→ **TASK BRIEF**: Revise the entries below by changing every "space-separated fields" to "fields separated by spaces" and leaving the rest unchanged.

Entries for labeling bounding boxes
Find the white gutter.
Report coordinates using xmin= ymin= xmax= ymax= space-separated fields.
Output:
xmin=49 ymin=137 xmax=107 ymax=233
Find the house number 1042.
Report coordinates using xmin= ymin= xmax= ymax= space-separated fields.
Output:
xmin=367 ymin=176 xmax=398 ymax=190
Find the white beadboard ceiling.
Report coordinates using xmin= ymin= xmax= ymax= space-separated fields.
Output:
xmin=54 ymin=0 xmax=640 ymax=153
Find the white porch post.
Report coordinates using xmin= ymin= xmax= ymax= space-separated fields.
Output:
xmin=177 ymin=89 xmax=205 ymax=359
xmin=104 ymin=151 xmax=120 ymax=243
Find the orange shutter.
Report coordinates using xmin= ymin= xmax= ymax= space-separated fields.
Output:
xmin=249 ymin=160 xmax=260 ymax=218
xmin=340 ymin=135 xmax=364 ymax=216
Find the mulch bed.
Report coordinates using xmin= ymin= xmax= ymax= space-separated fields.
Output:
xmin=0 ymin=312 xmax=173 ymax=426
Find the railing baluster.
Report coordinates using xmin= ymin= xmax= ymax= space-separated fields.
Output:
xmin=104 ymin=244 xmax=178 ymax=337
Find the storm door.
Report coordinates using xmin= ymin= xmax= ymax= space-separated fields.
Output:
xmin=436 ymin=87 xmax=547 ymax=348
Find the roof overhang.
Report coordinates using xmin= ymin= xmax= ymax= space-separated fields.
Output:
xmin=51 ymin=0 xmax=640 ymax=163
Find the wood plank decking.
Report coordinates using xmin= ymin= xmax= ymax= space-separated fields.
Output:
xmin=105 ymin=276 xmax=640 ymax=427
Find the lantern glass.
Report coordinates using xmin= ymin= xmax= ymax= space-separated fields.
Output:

→ **RESPONSE FOR THIS EXERCISE**:
Find the white gutter.
Report coordinates using xmin= ymin= xmax= ymax= fields separated by spaces.
Output:
xmin=49 ymin=137 xmax=107 ymax=233
Find the house number 1042.
Report coordinates using xmin= ymin= xmax= ymax= fields separated by spaces.
Output:
xmin=367 ymin=176 xmax=398 ymax=190
Find the white beadboard ceiling.
Report coordinates using xmin= ymin= xmax= ymax= fields separated by spaces.
Output:
xmin=54 ymin=0 xmax=640 ymax=153
Find the white porch post.
Report coordinates using xmin= ymin= xmax= ymax= fields separated by spaces.
Output:
xmin=177 ymin=89 xmax=205 ymax=359
xmin=104 ymin=151 xmax=120 ymax=243
Find the orange shutter.
Report coordinates using xmin= ymin= xmax= ymax= fields separated by spaces.
Output:
xmin=249 ymin=160 xmax=260 ymax=218
xmin=340 ymin=135 xmax=364 ymax=216
Find the mulch bed.
Report coordinates using xmin= ymin= xmax= ymax= fields separated by spaces.
Output:
xmin=0 ymin=312 xmax=173 ymax=426
Find the railing baluster.
Report coordinates using xmin= ymin= xmax= ymax= fields separated by spaces.
Output:
xmin=104 ymin=244 xmax=178 ymax=337
Find the storm door.
Report coordinates using xmin= ymin= xmax= ymax= fields separated by spaces.
Output:
xmin=436 ymin=87 xmax=547 ymax=348
Find the roof overhang.
Report coordinates using xmin= ymin= xmax= ymax= fields separated by spaces.
Output:
xmin=51 ymin=0 xmax=640 ymax=163
Find the wood plank decking.
Report coordinates using xmin= ymin= xmax= ymax= fields separated by spaces.
Output:
xmin=105 ymin=276 xmax=640 ymax=427
Find the lantern glass.
Report coordinates using xmin= ymin= xmax= ymax= fields separated by spaces.
Output:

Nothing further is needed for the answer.